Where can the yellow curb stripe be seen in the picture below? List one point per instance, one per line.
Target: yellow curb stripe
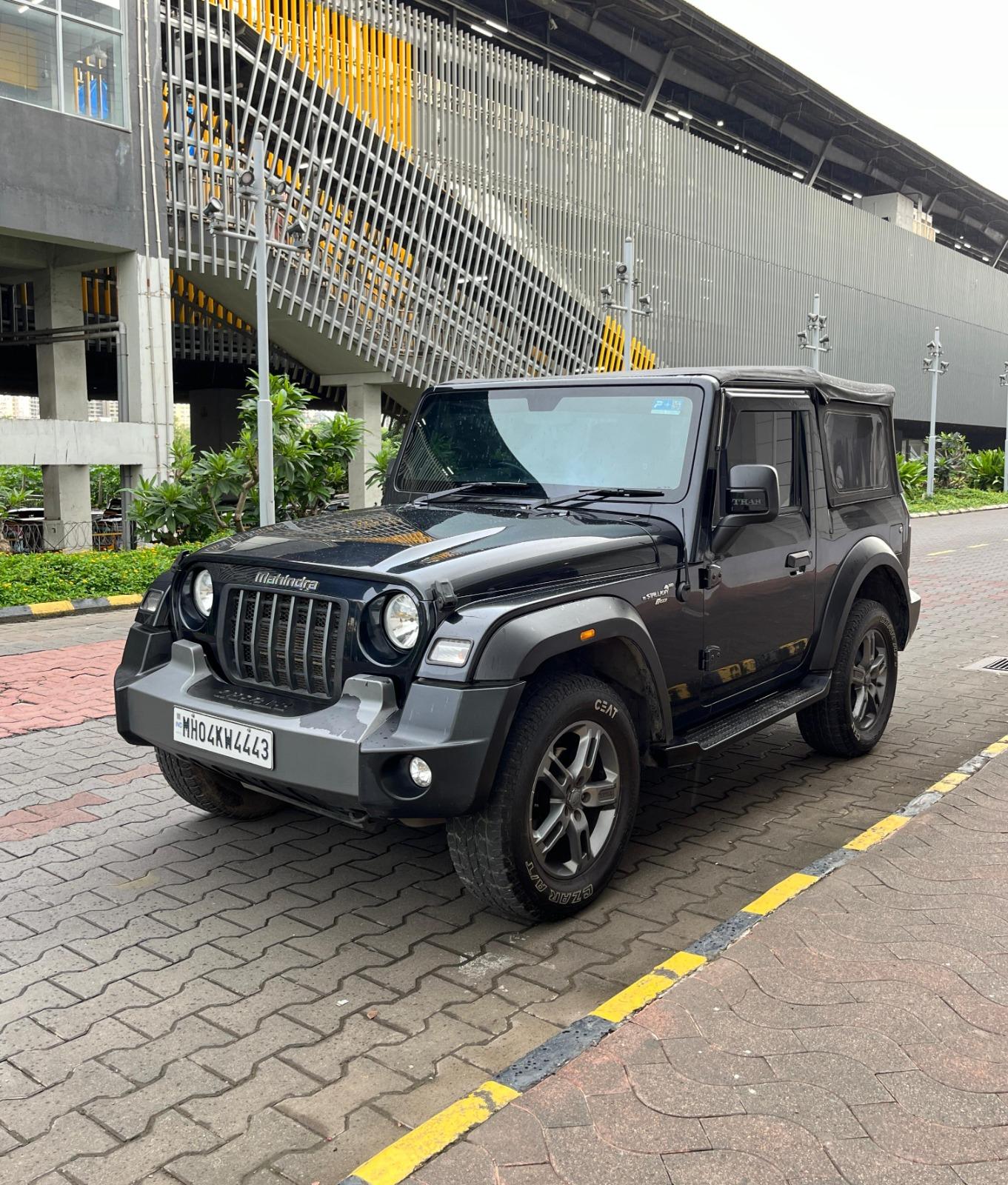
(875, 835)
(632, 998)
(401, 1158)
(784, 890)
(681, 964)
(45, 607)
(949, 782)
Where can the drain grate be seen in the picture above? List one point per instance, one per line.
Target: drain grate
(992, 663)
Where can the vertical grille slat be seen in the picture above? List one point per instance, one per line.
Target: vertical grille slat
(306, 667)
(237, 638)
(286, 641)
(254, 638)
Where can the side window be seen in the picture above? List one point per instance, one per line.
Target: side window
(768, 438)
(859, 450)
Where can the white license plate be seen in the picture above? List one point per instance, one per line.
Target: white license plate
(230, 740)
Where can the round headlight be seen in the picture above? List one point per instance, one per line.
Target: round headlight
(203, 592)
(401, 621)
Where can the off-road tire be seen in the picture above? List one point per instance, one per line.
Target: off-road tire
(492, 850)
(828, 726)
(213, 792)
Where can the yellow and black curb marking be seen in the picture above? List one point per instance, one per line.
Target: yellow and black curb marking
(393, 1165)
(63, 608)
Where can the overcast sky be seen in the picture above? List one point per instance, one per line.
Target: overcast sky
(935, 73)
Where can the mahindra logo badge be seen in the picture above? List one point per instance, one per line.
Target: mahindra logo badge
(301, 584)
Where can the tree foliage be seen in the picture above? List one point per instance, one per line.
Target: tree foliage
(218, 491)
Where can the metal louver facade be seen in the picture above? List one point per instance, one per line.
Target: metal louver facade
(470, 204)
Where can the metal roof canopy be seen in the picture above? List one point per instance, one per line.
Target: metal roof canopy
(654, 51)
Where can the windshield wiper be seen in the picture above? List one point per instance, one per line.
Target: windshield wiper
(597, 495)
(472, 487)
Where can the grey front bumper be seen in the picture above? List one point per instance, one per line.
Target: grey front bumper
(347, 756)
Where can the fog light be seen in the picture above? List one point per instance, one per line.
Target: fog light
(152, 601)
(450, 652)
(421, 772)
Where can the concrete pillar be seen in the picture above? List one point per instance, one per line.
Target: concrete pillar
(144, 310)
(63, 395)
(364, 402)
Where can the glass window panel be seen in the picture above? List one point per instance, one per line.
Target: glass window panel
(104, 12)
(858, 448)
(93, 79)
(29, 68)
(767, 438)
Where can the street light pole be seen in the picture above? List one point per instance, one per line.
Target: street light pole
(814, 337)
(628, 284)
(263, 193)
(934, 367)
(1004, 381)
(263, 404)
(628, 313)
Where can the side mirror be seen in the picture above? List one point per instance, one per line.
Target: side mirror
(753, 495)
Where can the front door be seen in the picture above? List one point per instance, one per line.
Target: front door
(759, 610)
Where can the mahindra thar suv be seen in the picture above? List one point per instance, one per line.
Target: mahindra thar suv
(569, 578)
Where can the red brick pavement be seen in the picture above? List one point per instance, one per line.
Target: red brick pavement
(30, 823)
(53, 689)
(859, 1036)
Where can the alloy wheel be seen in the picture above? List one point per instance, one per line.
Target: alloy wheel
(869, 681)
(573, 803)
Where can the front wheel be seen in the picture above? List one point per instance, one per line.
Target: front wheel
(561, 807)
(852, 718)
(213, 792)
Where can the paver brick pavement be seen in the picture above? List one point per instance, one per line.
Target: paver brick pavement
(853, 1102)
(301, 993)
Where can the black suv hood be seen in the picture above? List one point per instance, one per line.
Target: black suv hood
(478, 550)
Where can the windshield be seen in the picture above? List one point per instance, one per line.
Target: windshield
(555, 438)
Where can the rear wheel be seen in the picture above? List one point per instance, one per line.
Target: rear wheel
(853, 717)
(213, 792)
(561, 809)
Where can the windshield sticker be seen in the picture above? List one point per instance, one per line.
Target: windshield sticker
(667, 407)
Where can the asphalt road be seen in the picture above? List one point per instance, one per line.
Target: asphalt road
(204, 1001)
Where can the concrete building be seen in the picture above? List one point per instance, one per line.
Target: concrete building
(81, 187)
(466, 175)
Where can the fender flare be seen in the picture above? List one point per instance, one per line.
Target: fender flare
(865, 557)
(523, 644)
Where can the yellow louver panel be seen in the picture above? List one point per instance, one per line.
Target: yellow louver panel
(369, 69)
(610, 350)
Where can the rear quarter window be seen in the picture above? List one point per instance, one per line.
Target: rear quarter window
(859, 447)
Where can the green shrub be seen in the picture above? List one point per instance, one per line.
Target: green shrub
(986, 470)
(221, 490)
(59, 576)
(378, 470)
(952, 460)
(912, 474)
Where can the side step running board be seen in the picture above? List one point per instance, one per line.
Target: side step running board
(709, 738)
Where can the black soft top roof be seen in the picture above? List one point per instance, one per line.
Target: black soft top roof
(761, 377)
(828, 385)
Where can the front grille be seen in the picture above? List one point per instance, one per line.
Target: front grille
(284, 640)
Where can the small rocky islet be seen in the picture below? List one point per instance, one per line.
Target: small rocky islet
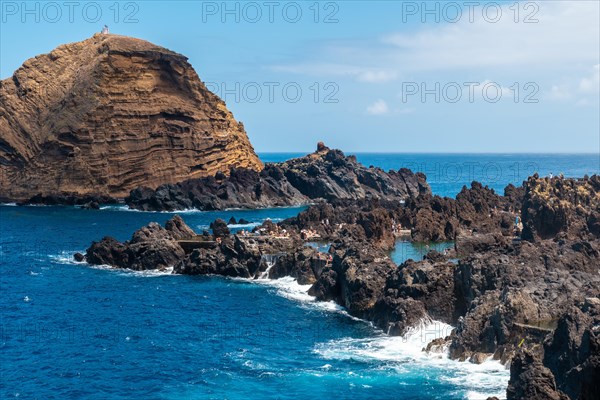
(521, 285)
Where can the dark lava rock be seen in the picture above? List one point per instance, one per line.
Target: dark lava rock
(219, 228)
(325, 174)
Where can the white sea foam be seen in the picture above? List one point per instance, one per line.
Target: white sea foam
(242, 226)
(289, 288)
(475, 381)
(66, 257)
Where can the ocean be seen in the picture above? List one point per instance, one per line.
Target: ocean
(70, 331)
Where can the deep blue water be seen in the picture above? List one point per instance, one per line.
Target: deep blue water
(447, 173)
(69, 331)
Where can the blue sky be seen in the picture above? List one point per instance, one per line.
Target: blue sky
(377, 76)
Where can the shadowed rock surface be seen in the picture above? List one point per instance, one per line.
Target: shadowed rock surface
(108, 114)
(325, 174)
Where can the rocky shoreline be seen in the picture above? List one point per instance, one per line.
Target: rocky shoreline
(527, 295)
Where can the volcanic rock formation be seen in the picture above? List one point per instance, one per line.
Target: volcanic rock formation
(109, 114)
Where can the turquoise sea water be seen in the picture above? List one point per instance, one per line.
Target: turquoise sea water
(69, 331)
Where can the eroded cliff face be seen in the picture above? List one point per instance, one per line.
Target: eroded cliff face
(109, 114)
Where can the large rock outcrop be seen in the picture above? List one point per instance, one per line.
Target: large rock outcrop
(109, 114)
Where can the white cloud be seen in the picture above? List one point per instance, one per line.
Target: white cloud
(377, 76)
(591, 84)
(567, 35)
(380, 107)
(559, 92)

● **To do**: The records above must be echoed exactly, minus their pictures.

● **Response area**:
Where can the yellow curb stripe be seen in the picture below? List one point per instance, one per line.
Target: yellow curb stripe
(875, 835)
(632, 998)
(401, 1158)
(784, 890)
(681, 964)
(45, 607)
(949, 782)
Where can the drain grate be seen in the picture above? List one point per instance, one per line.
Target: drain grate
(992, 663)
Where can the vertical grille slat be seen in the picture above? List one point per instance, one per line.
Target: vertical grille slat
(306, 667)
(237, 638)
(286, 641)
(254, 638)
Where can the side window be seen in the picture above? List one point per instance, one per line.
Target: side window
(768, 438)
(859, 450)
Where can the white license plate be seen in the picture above? List one point per instance, one per line.
Target: white license plate
(230, 740)
Where can the round headlight be seen in the picture above? List one point per instance, one per line.
Target: round headlight
(203, 592)
(401, 621)
Where can the off-road tire be seen in the picture above? List one point per instance, one per line.
Target: off-road tire
(492, 850)
(828, 726)
(213, 792)
Where can the yellow and black curb marking be seen in the picture above? List one point per instance, one per line.
Target: yellow and black curb marking
(393, 1165)
(63, 608)
Where can the overcast sky be seen in the picture above? List one point per instance, one per line.
Target: overcast sky
(935, 73)
Where can the mahindra logo badge be seen in the picture above? List one point per instance, one per line.
Target: mahindra logo badge
(301, 584)
Where can the tree foliage be seen in the picture above? List one point per instance, one per line.
Target: tree foliage
(218, 491)
Where can the metal louver facade be seen in the picture above? List one point per instance, one per line.
Target: metal louver facade
(470, 204)
Where can the metal roof canopy be seen in the picture above? List one point per instance, one per line.
Target: metal roof canopy
(654, 51)
Where can the windshield wiper be seen in the picture above? List one point per instance, one per line.
Target: windshield wiper
(597, 495)
(472, 487)
Where can the grey front bumper be seen in the picture above? List one point per instance, one per line.
Target: grey front bumper
(347, 756)
Where can the fog light be seen in the picture above? List one point per instance, one per line.
Target: fog light
(152, 601)
(450, 652)
(421, 772)
Where can the concrete pillar be seen in the picture above? List one point per instance, one per line.
Target: concrete pillar
(144, 310)
(63, 395)
(364, 402)
Where can the glass window panel be seen in the picture above? List one point per instance, one per line.
Target: glass window panel
(104, 12)
(858, 448)
(93, 79)
(29, 68)
(767, 438)
Where can the street light pole be seen in the picture above? List one point per instance, one per line.
Target: street light pole
(814, 337)
(628, 284)
(263, 193)
(934, 367)
(1004, 381)
(263, 404)
(628, 313)
Where can the side mirror be seen in the picture above? List one point per instance, one per line.
Target: side mirror
(753, 495)
Where can the front door be seen in the picture above? List one point per instance, one per line.
Target: front door
(759, 610)
Where can the mahindra thar suv be seen in the picture above? List one point per instance, one per line.
Target: mahindra thar suv
(569, 578)
Where can the red brick pavement be seen in the picture above? List one point per instance, one per line.
Target: red brick pavement
(30, 823)
(53, 689)
(859, 1036)
Where can the alloy wheel be seen in the picture above? List one point per instance, one per line.
Target: alloy wheel
(869, 681)
(573, 803)
Where can the front wheel be seen in the picture above? List one point per instance, one per line.
Target: front wheel
(561, 807)
(852, 718)
(213, 792)
Where can the paver brick pavement be seen in the picture above? List one point per instance, one per line.
Target: paver brick pavement
(853, 1102)
(301, 993)
Where can the black suv hood be seen in the picture above? List one point per instance, one per line.
Target: black suv hood
(478, 550)
Where can the windshield be seen in the picture above? List one point per instance, one per line.
Target: windshield
(555, 438)
Where can the rear wheel be seen in the picture above? List one point per instance, one per line.
Target: rear wheel
(853, 717)
(213, 792)
(561, 809)
Where can the windshield sticker be seen in the picture above? List one point per instance, one per line.
Target: windshield sticker
(667, 407)
Where can the asphalt road be seen in the picture above? List one point per instance, one per line.
Target: asphalt road
(204, 1001)
Where can the concrete building be seen in the picture above? List one point per instance, one per line.
Target: concrete building
(81, 187)
(466, 175)
Where can the fender flare be seen in the picture above? List one point per instance, one per line.
Target: fender flare
(865, 557)
(523, 644)
Where can the yellow louver panel be seen in the picture above? List one point per instance, one per line.
Target: yellow louver panel
(369, 69)
(610, 350)
Where can the rear quarter window be seen in the picture above? List one point per instance, one per line.
Target: rear quarter window
(859, 447)
Where can the green shrub be seen in the picture above? List one point per instance, one per line.
Target: green shrub
(986, 470)
(221, 490)
(59, 576)
(378, 470)
(952, 460)
(912, 474)
Where can the side step running board be seen in the picture above? List one point per instance, one per line.
Target: side step running board
(709, 738)
Where can the black soft top roof be seen in the picture above? List one point per instance, one per line.
Target: black soft top roof
(761, 377)
(828, 385)
Where can the front grille be seen in the picture above? List one point per instance, one per line.
Target: front grille
(284, 640)
Where can the small rocky islet be seen in the picture below? List one point per instance, one per line.
Target: small rocky islet
(521, 285)
Where can the dark lava rock be seen in the picture above? List one point per instance, one per line.
Target: dark lava rock
(219, 228)
(325, 174)
Where can the white sea foam be seen in the picture above? List one point per instance, one per line.
Target: white sea foam
(242, 226)
(289, 288)
(475, 381)
(66, 257)
Where can the ocean be seen in the picture above? List one point per instance, one per line.
Target: ocean
(70, 331)
Where can the deep blue water be seen in the picture above? List one point per instance, one per line.
Target: deep blue water
(447, 173)
(69, 331)
Where can the blue sky be seen in the picture above? List one point per instance, one per line.
Target: blue sky
(377, 76)
Where can the shadowed rock surface be seen in the picture above? List one point per instance, one per line.
Target: shadowed rock surface
(108, 114)
(325, 174)
Where can the rocky shoreline be seen in the picture above? List one point per instance, one per line.
Target: rocky shoreline
(527, 295)
Where can the volcanic rock formation be seen in the picture above? List one point per instance, one per line.
Target: volcanic rock formation
(109, 114)
Where can the turquoise sea water be seen in the picture above? List one point per instance, one per line.
Target: turquoise sea water
(69, 331)
Where can the eroded cliff face be seen in the picture above? List one point per instance, one per line.
Target: eroded cliff face
(109, 114)
Where can the large rock outcrop be seen in the picture above? List one point per instance, one per line.
Target: large rock outcrop
(109, 114)
Where can the white cloud be seen in the picture above? List one point per instance, one per line.
Target: white cloud
(377, 76)
(591, 84)
(567, 35)
(380, 107)
(559, 92)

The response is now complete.